• How to complete this task:
Your copy should begin at the line containing "Target: dark boulder" and end at the last line of the records below, matching each line exactly and leaving out pictures.

Given entries START

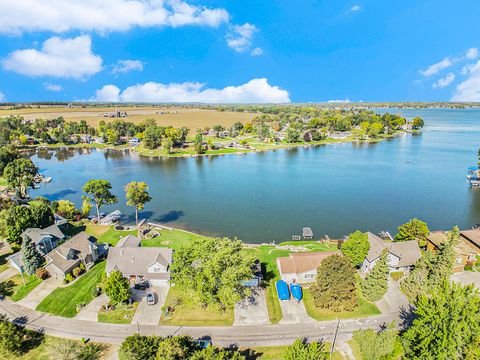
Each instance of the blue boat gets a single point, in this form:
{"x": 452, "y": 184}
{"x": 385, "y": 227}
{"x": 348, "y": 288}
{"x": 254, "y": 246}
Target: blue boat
{"x": 296, "y": 290}
{"x": 282, "y": 290}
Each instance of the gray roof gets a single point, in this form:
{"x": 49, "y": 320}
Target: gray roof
{"x": 78, "y": 247}
{"x": 407, "y": 251}
{"x": 37, "y": 234}
{"x": 129, "y": 241}
{"x": 137, "y": 260}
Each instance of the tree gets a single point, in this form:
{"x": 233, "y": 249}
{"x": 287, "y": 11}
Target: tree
{"x": 11, "y": 337}
{"x": 356, "y": 247}
{"x": 335, "y": 287}
{"x": 375, "y": 285}
{"x": 417, "y": 123}
{"x": 199, "y": 149}
{"x": 413, "y": 230}
{"x": 301, "y": 349}
{"x": 213, "y": 269}
{"x": 137, "y": 196}
{"x": 32, "y": 259}
{"x": 117, "y": 287}
{"x": 99, "y": 193}
{"x": 382, "y": 345}
{"x": 446, "y": 322}
{"x": 139, "y": 347}
{"x": 176, "y": 348}
{"x": 20, "y": 174}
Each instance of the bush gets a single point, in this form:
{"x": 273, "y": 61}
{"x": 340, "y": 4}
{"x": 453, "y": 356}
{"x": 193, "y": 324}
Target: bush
{"x": 41, "y": 273}
{"x": 396, "y": 275}
{"x": 77, "y": 271}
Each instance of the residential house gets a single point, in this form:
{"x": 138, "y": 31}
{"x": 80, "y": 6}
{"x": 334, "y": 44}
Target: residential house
{"x": 81, "y": 248}
{"x": 301, "y": 267}
{"x": 141, "y": 264}
{"x": 466, "y": 249}
{"x": 401, "y": 255}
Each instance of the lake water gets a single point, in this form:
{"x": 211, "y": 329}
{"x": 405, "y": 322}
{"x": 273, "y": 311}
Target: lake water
{"x": 334, "y": 189}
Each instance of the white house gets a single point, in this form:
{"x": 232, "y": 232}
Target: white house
{"x": 401, "y": 255}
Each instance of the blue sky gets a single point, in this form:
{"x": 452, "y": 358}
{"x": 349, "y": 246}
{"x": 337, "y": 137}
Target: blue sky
{"x": 239, "y": 51}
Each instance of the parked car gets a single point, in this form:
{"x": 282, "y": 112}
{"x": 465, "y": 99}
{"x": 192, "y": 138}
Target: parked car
{"x": 151, "y": 299}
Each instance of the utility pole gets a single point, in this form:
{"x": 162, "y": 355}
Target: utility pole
{"x": 334, "y": 338}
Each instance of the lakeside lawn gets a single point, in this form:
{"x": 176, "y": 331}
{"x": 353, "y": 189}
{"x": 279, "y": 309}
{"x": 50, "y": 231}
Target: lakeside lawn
{"x": 364, "y": 309}
{"x": 174, "y": 239}
{"x": 63, "y": 301}
{"x": 189, "y": 312}
{"x": 123, "y": 314}
{"x": 16, "y": 290}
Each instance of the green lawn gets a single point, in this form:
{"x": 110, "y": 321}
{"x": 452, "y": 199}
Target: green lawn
{"x": 190, "y": 312}
{"x": 364, "y": 309}
{"x": 174, "y": 239}
{"x": 123, "y": 314}
{"x": 63, "y": 301}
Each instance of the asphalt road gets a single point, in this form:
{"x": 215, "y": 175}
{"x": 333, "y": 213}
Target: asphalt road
{"x": 245, "y": 335}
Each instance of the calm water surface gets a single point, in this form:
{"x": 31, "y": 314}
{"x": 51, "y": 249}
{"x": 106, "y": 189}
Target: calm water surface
{"x": 335, "y": 189}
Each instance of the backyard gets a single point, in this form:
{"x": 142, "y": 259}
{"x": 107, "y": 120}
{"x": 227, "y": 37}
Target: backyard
{"x": 64, "y": 301}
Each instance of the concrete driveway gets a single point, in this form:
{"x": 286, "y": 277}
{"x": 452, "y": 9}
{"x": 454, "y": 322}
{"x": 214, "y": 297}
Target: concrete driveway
{"x": 467, "y": 278}
{"x": 39, "y": 293}
{"x": 90, "y": 312}
{"x": 294, "y": 312}
{"x": 252, "y": 310}
{"x": 393, "y": 300}
{"x": 149, "y": 314}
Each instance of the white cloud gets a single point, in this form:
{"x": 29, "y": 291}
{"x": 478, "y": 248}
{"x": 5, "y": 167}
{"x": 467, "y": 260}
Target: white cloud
{"x": 444, "y": 82}
{"x": 125, "y": 66}
{"x": 53, "y": 87}
{"x": 64, "y": 58}
{"x": 254, "y": 91}
{"x": 103, "y": 15}
{"x": 347, "y": 100}
{"x": 256, "y": 52}
{"x": 472, "y": 53}
{"x": 354, "y": 8}
{"x": 240, "y": 37}
{"x": 469, "y": 89}
{"x": 437, "y": 67}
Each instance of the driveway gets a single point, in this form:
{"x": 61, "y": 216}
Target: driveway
{"x": 149, "y": 314}
{"x": 467, "y": 278}
{"x": 39, "y": 293}
{"x": 90, "y": 312}
{"x": 393, "y": 300}
{"x": 252, "y": 310}
{"x": 294, "y": 312}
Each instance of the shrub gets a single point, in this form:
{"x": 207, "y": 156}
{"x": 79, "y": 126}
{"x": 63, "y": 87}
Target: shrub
{"x": 77, "y": 271}
{"x": 41, "y": 273}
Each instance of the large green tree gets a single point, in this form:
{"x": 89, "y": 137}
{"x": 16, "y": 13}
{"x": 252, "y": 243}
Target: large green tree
{"x": 413, "y": 230}
{"x": 98, "y": 191}
{"x": 301, "y": 349}
{"x": 20, "y": 175}
{"x": 335, "y": 287}
{"x": 356, "y": 247}
{"x": 213, "y": 269}
{"x": 375, "y": 284}
{"x": 137, "y": 196}
{"x": 32, "y": 259}
{"x": 446, "y": 323}
{"x": 117, "y": 287}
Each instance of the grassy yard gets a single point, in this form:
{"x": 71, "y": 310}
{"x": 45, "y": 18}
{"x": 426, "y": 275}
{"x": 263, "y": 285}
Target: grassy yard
{"x": 364, "y": 309}
{"x": 190, "y": 312}
{"x": 63, "y": 301}
{"x": 123, "y": 314}
{"x": 174, "y": 239}
{"x": 16, "y": 290}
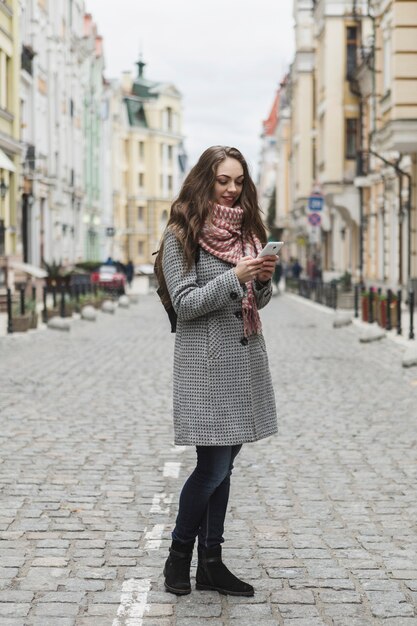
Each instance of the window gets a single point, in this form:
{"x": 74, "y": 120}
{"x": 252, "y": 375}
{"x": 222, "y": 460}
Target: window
{"x": 4, "y": 80}
{"x": 351, "y": 138}
{"x": 351, "y": 45}
{"x": 387, "y": 62}
{"x": 141, "y": 150}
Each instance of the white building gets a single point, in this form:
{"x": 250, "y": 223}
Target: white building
{"x": 61, "y": 60}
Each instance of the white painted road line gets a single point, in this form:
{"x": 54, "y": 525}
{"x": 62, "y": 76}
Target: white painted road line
{"x": 159, "y": 501}
{"x": 133, "y": 603}
{"x": 154, "y": 537}
{"x": 171, "y": 469}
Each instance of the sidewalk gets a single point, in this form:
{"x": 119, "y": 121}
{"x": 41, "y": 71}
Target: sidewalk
{"x": 322, "y": 516}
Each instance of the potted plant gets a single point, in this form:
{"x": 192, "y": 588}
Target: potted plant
{"x": 20, "y": 323}
{"x": 30, "y": 307}
{"x": 346, "y": 281}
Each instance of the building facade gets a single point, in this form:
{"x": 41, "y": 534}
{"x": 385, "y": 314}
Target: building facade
{"x": 52, "y": 130}
{"x": 387, "y": 79}
{"x": 10, "y": 149}
{"x": 149, "y": 163}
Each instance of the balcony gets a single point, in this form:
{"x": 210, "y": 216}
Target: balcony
{"x": 27, "y": 59}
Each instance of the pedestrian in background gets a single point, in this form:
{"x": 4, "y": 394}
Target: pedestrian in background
{"x": 223, "y": 395}
{"x": 296, "y": 269}
{"x": 130, "y": 270}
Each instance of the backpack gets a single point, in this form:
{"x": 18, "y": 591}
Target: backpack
{"x": 162, "y": 289}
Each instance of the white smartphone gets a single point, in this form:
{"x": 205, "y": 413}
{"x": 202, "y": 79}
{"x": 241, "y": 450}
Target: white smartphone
{"x": 272, "y": 247}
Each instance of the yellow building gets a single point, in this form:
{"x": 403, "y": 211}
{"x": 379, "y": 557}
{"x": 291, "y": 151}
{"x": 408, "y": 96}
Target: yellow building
{"x": 9, "y": 131}
{"x": 150, "y": 165}
{"x": 387, "y": 77}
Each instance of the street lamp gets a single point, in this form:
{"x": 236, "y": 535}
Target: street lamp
{"x": 3, "y": 189}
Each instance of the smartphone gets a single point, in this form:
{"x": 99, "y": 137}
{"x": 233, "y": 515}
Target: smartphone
{"x": 272, "y": 247}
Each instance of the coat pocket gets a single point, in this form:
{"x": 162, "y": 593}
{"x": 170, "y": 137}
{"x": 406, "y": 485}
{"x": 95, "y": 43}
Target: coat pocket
{"x": 262, "y": 342}
{"x": 214, "y": 339}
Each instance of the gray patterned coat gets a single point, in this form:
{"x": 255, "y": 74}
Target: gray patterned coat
{"x": 223, "y": 393}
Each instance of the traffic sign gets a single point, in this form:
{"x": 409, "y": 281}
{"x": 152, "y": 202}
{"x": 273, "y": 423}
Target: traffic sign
{"x": 314, "y": 219}
{"x": 315, "y": 202}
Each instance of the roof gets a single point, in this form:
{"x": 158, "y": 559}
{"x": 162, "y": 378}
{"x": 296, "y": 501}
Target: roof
{"x": 136, "y": 112}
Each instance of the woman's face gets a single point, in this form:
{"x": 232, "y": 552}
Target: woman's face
{"x": 229, "y": 182}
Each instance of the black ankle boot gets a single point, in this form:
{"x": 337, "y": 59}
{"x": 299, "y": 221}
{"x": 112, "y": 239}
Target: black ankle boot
{"x": 212, "y": 573}
{"x": 177, "y": 568}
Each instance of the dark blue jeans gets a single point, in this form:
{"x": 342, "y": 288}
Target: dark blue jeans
{"x": 204, "y": 497}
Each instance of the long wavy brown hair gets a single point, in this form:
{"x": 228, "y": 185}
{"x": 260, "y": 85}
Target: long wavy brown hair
{"x": 192, "y": 207}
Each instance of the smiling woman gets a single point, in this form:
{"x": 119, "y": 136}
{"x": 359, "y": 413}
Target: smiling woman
{"x": 223, "y": 395}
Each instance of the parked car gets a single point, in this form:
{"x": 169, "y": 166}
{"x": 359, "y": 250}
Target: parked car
{"x": 109, "y": 279}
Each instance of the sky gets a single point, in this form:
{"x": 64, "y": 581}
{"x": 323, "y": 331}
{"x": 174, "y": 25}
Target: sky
{"x": 226, "y": 57}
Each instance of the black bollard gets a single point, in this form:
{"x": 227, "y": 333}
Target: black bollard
{"x": 22, "y": 300}
{"x": 371, "y": 306}
{"x": 356, "y": 300}
{"x": 388, "y": 324}
{"x": 44, "y": 310}
{"x": 62, "y": 309}
{"x": 9, "y": 312}
{"x": 411, "y": 308}
{"x": 399, "y": 329}
{"x": 334, "y": 295}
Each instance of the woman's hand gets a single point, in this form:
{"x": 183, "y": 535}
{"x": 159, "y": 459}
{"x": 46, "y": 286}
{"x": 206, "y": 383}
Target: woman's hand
{"x": 268, "y": 267}
{"x": 248, "y": 268}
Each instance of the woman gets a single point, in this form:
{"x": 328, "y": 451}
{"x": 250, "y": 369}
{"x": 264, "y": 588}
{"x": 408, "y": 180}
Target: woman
{"x": 223, "y": 395}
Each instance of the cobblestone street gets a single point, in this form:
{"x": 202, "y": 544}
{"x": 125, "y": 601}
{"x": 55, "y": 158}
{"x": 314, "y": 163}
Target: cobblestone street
{"x": 322, "y": 519}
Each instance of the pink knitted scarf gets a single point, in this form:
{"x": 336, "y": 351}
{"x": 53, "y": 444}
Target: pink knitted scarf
{"x": 222, "y": 237}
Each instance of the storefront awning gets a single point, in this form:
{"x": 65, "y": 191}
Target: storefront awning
{"x": 33, "y": 270}
{"x": 5, "y": 162}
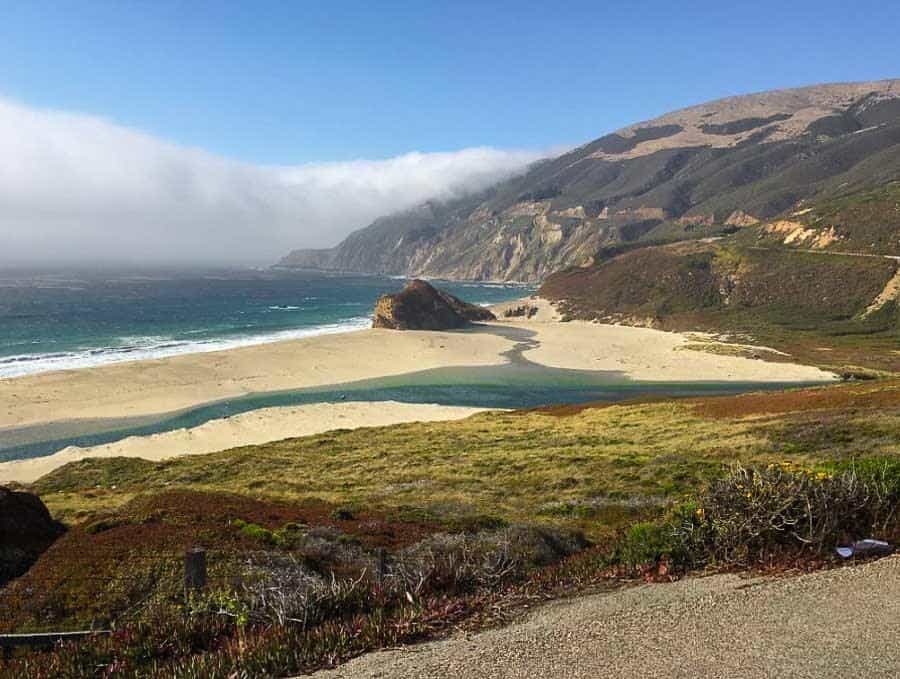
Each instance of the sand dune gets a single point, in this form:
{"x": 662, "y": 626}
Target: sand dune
{"x": 259, "y": 426}
{"x": 166, "y": 385}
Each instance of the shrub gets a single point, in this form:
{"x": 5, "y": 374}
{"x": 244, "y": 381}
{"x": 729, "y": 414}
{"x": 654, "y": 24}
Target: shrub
{"x": 752, "y": 515}
{"x": 647, "y": 544}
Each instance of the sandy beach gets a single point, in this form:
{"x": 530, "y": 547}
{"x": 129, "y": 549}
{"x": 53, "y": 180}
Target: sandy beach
{"x": 259, "y": 426}
{"x": 166, "y": 385}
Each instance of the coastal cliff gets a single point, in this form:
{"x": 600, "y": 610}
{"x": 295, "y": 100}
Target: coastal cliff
{"x": 26, "y": 530}
{"x": 705, "y": 171}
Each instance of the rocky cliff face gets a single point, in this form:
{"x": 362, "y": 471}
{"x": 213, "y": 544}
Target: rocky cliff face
{"x": 420, "y": 306}
{"x": 701, "y": 171}
{"x": 26, "y": 530}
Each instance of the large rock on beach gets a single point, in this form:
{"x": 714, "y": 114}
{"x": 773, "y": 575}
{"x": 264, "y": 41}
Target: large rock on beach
{"x": 421, "y": 306}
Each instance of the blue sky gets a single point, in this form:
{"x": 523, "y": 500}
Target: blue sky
{"x": 299, "y": 82}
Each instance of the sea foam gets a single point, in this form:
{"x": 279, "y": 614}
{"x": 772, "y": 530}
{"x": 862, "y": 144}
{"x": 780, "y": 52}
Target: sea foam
{"x": 151, "y": 347}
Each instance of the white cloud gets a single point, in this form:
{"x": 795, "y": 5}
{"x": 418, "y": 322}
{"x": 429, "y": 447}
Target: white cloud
{"x": 78, "y": 187}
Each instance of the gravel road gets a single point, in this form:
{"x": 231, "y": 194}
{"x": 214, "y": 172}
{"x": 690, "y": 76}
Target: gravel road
{"x": 838, "y": 623}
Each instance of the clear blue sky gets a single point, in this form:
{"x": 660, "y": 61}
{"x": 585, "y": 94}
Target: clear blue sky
{"x": 293, "y": 82}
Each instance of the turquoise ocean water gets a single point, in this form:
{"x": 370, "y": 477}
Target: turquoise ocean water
{"x": 70, "y": 320}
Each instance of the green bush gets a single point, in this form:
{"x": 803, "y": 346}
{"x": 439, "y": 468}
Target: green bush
{"x": 753, "y": 515}
{"x": 647, "y": 544}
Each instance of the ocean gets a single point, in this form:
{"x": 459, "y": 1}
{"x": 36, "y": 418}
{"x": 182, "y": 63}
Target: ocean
{"x": 65, "y": 320}
{"x": 56, "y": 320}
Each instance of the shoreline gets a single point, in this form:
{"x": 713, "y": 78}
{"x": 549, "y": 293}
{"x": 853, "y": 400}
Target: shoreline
{"x": 253, "y": 428}
{"x": 146, "y": 389}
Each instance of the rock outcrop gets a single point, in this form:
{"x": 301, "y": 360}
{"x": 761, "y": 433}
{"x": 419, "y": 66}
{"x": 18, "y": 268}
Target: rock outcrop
{"x": 26, "y": 530}
{"x": 420, "y": 306}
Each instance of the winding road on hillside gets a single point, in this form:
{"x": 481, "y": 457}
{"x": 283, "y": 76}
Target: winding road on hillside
{"x": 838, "y": 623}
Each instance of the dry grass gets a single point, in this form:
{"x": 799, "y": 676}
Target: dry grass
{"x": 604, "y": 461}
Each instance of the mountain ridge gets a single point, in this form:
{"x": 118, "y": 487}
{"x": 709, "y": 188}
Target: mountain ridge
{"x": 704, "y": 170}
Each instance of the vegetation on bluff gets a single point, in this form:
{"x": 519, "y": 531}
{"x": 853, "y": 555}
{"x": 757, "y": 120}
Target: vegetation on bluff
{"x": 324, "y": 547}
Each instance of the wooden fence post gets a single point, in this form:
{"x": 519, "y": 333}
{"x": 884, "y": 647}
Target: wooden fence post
{"x": 194, "y": 570}
{"x": 381, "y": 566}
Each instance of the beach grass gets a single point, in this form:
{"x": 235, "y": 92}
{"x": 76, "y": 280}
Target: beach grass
{"x": 595, "y": 468}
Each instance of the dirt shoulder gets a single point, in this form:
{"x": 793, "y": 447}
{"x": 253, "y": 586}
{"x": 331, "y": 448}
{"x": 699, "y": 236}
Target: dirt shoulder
{"x": 834, "y": 623}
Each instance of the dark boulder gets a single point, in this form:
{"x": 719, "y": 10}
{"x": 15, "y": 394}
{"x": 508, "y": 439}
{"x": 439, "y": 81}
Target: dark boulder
{"x": 420, "y": 306}
{"x": 26, "y": 530}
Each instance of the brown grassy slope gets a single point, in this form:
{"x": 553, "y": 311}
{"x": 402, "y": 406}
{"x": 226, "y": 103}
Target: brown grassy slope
{"x": 593, "y": 468}
{"x": 810, "y": 305}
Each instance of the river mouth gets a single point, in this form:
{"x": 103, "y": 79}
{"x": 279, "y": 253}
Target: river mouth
{"x": 518, "y": 383}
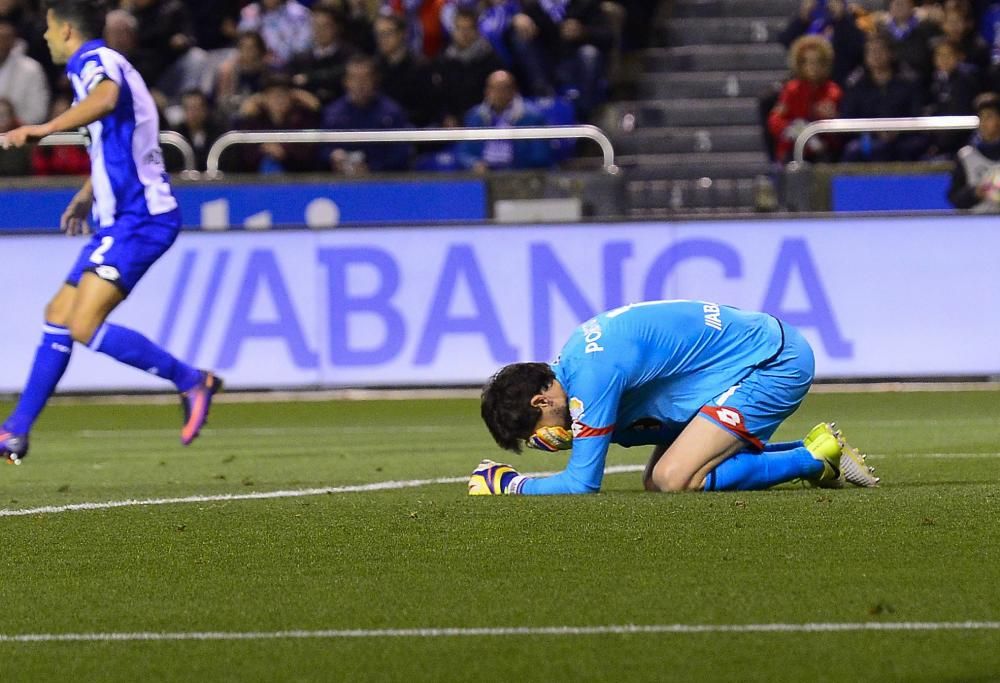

Given entries END

• Solution for this problem:
Target: dark boulder
{"x": 420, "y": 306}
{"x": 26, "y": 530}
Each instance of the brown grassy slope gets a single point, in this form:
{"x": 553, "y": 311}
{"x": 402, "y": 406}
{"x": 226, "y": 103}
Target: brown grassy slope
{"x": 593, "y": 468}
{"x": 810, "y": 305}
Each instance of the river mouth gets a single point, in this form:
{"x": 103, "y": 79}
{"x": 279, "y": 253}
Target: river mouth
{"x": 518, "y": 383}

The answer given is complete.